* Problem
Lines of the data that contain the word "soil" are the ones to copy.

════════

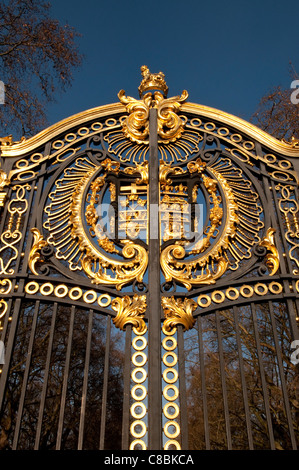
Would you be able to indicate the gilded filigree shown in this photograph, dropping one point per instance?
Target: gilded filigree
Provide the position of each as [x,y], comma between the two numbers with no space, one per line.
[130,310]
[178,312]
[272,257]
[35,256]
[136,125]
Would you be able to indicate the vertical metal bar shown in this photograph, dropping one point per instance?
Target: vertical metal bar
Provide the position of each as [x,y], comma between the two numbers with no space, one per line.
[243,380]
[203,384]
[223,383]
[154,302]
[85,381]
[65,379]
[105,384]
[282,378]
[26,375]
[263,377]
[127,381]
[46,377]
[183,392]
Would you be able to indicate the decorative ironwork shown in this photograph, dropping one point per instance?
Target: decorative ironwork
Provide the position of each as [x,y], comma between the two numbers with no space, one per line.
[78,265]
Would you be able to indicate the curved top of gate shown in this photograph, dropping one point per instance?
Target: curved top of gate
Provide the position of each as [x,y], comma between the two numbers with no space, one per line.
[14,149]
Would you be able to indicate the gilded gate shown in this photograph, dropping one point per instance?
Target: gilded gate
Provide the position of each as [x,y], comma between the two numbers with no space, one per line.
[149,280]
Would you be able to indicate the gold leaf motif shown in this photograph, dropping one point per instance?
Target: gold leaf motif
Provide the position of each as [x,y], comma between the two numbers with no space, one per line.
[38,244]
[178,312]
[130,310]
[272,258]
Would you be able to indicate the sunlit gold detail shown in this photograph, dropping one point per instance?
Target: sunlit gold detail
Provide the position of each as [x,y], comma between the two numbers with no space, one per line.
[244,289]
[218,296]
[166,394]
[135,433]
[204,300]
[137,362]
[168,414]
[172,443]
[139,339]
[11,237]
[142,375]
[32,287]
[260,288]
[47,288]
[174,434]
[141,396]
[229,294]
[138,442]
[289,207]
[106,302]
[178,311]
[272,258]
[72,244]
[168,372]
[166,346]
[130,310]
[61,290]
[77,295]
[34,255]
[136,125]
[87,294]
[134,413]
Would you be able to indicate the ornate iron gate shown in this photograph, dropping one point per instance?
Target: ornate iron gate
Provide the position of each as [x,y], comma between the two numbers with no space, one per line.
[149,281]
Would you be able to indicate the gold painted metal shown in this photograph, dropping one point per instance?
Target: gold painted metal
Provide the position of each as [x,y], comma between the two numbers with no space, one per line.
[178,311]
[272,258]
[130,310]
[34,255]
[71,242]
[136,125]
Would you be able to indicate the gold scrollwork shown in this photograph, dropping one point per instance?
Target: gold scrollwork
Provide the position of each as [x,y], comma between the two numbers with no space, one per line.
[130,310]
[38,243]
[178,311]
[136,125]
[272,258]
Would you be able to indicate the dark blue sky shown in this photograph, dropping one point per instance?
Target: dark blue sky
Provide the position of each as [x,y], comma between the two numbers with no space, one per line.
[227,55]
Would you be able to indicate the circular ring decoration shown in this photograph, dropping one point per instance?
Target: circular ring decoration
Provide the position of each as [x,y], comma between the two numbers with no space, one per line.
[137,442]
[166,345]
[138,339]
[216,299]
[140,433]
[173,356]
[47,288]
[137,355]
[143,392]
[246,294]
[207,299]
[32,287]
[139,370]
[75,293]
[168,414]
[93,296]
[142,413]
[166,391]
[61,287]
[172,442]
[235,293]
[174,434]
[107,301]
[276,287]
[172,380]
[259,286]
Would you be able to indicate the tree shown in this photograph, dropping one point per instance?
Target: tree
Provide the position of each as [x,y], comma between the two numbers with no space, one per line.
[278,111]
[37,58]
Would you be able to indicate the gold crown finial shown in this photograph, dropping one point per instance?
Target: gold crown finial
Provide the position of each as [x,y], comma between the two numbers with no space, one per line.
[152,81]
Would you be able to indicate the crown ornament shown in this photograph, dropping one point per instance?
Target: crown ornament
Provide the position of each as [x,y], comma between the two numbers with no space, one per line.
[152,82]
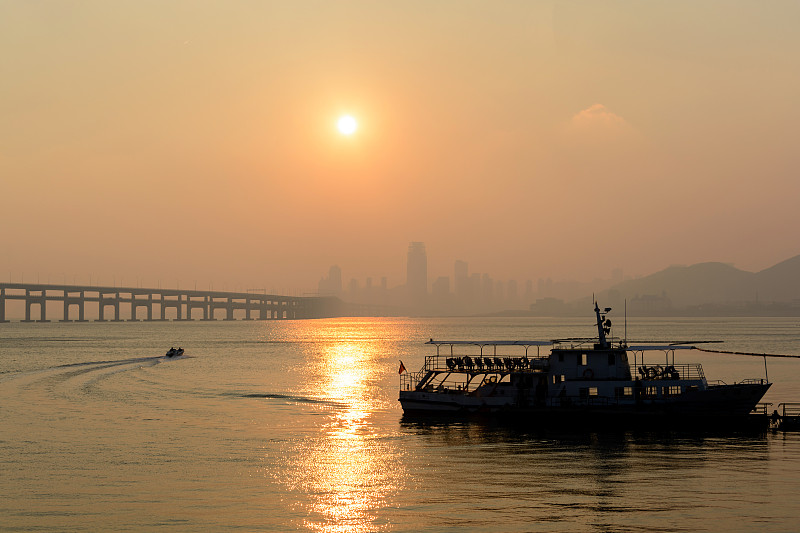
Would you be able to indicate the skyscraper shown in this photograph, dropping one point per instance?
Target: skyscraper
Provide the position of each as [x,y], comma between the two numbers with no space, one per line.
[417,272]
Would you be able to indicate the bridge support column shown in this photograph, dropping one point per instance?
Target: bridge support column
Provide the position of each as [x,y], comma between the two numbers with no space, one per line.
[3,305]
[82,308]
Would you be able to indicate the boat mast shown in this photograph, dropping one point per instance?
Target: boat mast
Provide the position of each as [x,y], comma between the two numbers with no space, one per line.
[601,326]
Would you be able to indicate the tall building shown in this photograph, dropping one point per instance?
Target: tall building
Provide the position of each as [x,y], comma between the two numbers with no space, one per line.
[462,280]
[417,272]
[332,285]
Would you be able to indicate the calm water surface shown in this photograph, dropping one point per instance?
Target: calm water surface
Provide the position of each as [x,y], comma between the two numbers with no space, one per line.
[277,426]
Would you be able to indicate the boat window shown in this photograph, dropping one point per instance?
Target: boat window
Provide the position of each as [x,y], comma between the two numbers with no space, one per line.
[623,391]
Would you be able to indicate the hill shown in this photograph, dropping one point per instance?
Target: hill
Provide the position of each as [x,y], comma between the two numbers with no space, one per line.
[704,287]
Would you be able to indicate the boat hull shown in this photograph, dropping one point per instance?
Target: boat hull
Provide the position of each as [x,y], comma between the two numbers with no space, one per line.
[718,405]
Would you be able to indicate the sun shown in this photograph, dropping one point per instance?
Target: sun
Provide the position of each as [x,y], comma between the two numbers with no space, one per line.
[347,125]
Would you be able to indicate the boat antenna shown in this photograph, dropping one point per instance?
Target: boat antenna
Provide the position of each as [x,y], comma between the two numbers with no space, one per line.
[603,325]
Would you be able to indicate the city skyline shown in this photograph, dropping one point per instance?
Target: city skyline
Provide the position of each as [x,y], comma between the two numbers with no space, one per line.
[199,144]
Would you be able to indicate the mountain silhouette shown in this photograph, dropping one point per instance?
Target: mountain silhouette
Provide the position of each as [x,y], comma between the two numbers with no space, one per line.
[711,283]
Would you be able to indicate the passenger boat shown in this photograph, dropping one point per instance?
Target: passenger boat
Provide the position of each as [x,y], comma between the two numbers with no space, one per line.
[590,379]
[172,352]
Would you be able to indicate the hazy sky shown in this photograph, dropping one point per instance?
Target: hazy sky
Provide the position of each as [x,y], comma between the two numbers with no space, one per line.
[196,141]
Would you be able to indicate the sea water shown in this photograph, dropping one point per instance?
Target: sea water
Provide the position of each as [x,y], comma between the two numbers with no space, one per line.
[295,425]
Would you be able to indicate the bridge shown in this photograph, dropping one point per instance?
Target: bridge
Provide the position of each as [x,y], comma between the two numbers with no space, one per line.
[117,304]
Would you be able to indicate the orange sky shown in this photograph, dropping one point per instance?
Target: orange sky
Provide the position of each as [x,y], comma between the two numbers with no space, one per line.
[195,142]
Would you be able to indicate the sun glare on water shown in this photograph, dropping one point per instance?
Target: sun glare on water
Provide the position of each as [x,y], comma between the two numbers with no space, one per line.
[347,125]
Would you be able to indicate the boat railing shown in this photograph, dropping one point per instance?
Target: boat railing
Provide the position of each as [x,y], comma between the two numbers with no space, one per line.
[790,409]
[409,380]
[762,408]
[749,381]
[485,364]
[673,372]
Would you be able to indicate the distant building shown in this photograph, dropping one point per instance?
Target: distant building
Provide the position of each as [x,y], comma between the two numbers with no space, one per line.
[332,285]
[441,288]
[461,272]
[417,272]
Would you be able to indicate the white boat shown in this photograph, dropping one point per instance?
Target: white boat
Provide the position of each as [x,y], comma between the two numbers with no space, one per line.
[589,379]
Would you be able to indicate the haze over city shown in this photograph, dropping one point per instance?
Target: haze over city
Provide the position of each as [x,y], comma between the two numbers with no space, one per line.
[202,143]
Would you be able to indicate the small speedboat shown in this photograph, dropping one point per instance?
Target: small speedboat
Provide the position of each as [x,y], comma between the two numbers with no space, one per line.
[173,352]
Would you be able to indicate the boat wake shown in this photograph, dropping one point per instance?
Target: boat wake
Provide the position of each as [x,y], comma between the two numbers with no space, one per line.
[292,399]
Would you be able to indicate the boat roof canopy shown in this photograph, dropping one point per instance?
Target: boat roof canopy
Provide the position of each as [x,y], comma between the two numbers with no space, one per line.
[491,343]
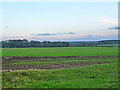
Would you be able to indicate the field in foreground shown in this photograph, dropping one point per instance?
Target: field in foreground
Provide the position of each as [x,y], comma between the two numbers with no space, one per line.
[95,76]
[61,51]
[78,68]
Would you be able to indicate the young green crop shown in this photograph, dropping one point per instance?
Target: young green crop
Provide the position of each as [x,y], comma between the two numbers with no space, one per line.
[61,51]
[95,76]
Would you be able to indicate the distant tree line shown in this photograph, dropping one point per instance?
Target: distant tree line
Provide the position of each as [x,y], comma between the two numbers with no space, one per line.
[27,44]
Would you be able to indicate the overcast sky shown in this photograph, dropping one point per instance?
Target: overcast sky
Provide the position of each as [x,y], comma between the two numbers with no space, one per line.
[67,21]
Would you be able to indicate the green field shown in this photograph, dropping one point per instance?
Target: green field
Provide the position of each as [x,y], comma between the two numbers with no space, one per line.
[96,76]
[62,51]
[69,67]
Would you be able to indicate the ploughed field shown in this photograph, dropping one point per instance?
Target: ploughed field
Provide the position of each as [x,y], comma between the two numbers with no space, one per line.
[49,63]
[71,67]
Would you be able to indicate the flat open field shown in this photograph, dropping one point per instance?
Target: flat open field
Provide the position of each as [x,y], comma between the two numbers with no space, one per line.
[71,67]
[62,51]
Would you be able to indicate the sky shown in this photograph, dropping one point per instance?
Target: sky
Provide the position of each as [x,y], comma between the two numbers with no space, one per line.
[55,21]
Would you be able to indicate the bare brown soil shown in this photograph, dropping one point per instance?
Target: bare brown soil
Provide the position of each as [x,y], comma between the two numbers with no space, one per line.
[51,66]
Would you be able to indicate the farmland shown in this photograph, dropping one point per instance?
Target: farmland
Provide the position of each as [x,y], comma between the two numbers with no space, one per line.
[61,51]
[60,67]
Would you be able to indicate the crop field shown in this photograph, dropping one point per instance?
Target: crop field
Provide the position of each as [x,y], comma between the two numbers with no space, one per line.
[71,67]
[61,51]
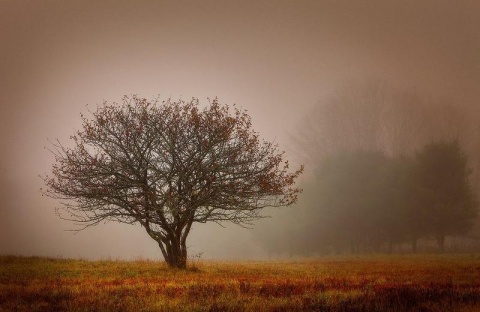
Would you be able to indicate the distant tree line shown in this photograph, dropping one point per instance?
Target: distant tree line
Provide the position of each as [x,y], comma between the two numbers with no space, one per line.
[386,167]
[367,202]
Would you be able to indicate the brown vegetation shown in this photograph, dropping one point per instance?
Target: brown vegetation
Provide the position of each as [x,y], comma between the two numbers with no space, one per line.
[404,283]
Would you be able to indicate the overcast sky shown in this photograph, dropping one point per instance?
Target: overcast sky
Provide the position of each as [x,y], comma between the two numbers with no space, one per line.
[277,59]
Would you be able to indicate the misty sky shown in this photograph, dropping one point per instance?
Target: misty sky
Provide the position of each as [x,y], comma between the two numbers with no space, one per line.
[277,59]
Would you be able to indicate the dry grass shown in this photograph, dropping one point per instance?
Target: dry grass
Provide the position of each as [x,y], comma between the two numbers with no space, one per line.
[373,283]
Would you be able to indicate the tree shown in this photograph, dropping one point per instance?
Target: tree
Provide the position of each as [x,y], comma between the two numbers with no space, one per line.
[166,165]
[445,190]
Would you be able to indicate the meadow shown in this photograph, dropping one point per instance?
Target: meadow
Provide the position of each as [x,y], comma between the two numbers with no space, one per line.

════════

* Answer to this problem
Would you be able to indicate the bare brown soil shown in this photograph, dropping one point per instance?
Target: bare brown soil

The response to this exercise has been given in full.